Work required:
The expected output is every line from the one containing "column 185, row 384" to the end of the data below, exactly, and no other line.

Photo-based referring expression data
* * * * *
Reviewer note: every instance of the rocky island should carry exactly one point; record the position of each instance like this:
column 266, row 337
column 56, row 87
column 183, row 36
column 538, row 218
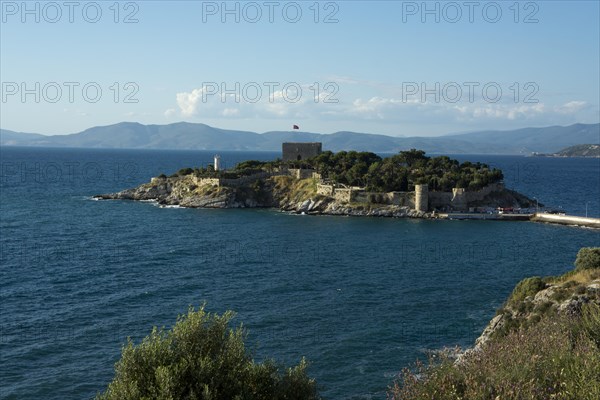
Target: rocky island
column 580, row 150
column 309, row 181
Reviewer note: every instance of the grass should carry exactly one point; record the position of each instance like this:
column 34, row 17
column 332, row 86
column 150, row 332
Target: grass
column 555, row 358
column 538, row 353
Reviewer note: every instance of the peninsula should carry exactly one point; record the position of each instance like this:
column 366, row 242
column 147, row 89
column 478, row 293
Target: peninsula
column 307, row 180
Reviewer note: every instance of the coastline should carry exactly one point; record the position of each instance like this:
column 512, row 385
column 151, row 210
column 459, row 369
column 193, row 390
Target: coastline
column 300, row 196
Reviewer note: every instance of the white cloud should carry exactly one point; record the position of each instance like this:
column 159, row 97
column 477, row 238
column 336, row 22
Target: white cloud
column 571, row 107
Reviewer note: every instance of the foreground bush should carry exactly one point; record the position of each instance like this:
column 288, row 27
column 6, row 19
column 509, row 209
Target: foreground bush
column 558, row 358
column 202, row 358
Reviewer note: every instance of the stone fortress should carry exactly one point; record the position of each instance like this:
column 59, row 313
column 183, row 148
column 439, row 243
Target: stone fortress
column 421, row 199
column 300, row 151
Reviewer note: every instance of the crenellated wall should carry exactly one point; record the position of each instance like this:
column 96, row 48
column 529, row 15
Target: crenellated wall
column 421, row 199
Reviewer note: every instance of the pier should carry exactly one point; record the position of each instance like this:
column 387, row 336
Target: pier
column 566, row 220
column 561, row 219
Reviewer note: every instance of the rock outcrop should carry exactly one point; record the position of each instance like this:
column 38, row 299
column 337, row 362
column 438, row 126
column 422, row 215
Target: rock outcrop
column 566, row 296
column 285, row 193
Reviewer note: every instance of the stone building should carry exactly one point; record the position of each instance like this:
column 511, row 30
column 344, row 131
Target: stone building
column 300, row 151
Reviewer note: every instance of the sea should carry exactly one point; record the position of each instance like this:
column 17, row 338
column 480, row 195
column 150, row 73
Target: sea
column 361, row 298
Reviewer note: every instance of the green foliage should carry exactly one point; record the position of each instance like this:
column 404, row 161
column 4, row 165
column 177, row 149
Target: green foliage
column 588, row 258
column 557, row 358
column 402, row 171
column 202, row 358
column 527, row 287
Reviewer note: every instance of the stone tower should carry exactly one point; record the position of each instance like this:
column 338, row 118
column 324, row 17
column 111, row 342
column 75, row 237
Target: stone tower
column 300, row 151
column 422, row 198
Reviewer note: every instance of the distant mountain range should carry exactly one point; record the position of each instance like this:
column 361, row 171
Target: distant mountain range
column 579, row 150
column 190, row 136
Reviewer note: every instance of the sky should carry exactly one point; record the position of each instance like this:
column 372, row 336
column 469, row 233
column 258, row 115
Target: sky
column 398, row 68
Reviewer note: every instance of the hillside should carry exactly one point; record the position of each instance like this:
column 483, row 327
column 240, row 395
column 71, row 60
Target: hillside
column 193, row 136
column 544, row 343
column 580, row 150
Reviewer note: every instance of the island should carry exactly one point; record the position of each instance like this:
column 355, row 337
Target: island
column 307, row 180
column 580, row 150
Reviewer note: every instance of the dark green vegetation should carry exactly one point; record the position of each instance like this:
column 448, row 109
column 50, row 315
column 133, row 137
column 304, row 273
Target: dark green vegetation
column 397, row 173
column 557, row 358
column 539, row 354
column 402, row 171
column 242, row 169
column 202, row 358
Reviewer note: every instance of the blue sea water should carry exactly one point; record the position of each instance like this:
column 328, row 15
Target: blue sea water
column 359, row 297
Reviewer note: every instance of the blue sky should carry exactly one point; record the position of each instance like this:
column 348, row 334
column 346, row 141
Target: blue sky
column 391, row 67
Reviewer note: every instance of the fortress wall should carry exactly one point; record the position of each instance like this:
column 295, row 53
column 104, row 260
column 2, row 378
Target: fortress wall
column 343, row 195
column 422, row 198
column 481, row 194
column 300, row 151
column 207, row 181
column 325, row 190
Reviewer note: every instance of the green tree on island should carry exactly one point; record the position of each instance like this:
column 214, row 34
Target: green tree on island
column 202, row 358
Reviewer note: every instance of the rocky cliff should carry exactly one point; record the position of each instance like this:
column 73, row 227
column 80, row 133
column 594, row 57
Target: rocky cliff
column 534, row 298
column 283, row 192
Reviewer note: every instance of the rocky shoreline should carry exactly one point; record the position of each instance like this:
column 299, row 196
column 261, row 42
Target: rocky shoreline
column 277, row 192
column 533, row 298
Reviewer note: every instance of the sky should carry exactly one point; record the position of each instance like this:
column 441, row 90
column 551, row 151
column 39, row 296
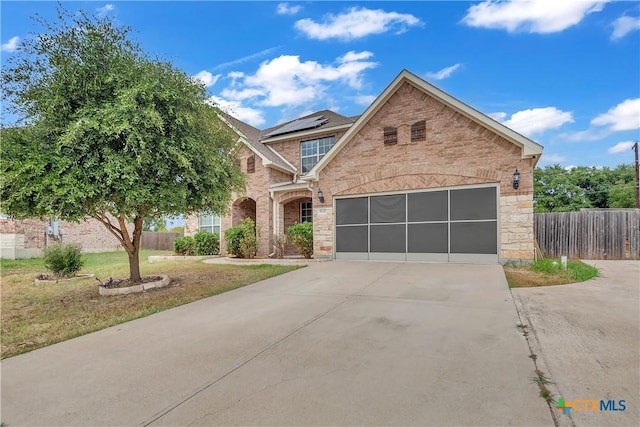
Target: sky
column 565, row 73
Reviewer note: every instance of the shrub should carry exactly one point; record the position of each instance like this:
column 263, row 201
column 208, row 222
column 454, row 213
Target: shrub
column 184, row 245
column 64, row 260
column 302, row 238
column 279, row 244
column 242, row 240
column 206, row 243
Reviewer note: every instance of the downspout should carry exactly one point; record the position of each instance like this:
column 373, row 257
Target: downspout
column 274, row 220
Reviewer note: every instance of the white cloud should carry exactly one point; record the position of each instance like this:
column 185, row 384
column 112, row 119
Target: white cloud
column 498, row 116
column 286, row 81
column 247, row 58
column 445, row 73
column 248, row 115
column 586, row 135
column 552, row 158
column 532, row 16
column 365, row 99
column 624, row 25
column 621, row 147
column 285, row 9
column 624, row 116
column 537, row 120
column 356, row 23
column 206, row 78
column 11, row 45
column 104, row 10
column 354, row 56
* * * * *
Task solution:
column 185, row 384
column 112, row 119
Target: white cloud
column 498, row 116
column 286, row 81
column 247, row 58
column 445, row 73
column 248, row 115
column 586, row 135
column 552, row 158
column 532, row 16
column 365, row 99
column 624, row 25
column 621, row 147
column 285, row 9
column 624, row 116
column 537, row 120
column 356, row 23
column 206, row 78
column 11, row 45
column 104, row 10
column 354, row 56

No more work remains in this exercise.